| Problem details |
Word for word, write the lines below out again, with no pictures.
□ □ □ □ □ □ □
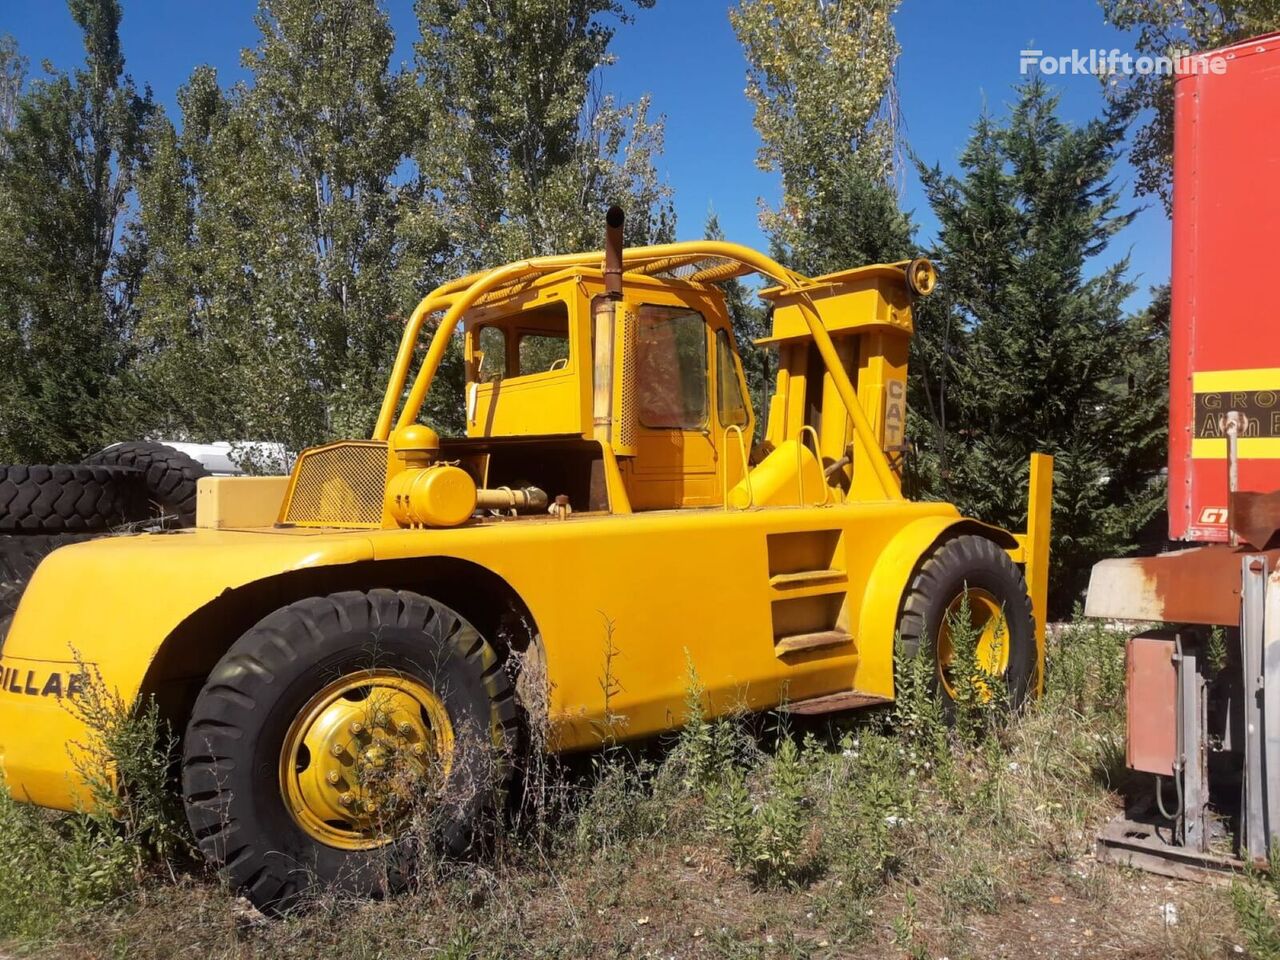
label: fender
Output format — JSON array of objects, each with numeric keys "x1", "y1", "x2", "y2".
[
  {"x1": 854, "y1": 516, "x2": 1019, "y2": 700},
  {"x1": 0, "y1": 529, "x2": 375, "y2": 810}
]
□ □ □ □ □ □ □
| Answer section |
label: fender
Output format — JSON array of objects, each with numeric keys "x1", "y1", "x2", "y2".
[
  {"x1": 854, "y1": 516, "x2": 1019, "y2": 700},
  {"x1": 0, "y1": 529, "x2": 375, "y2": 810}
]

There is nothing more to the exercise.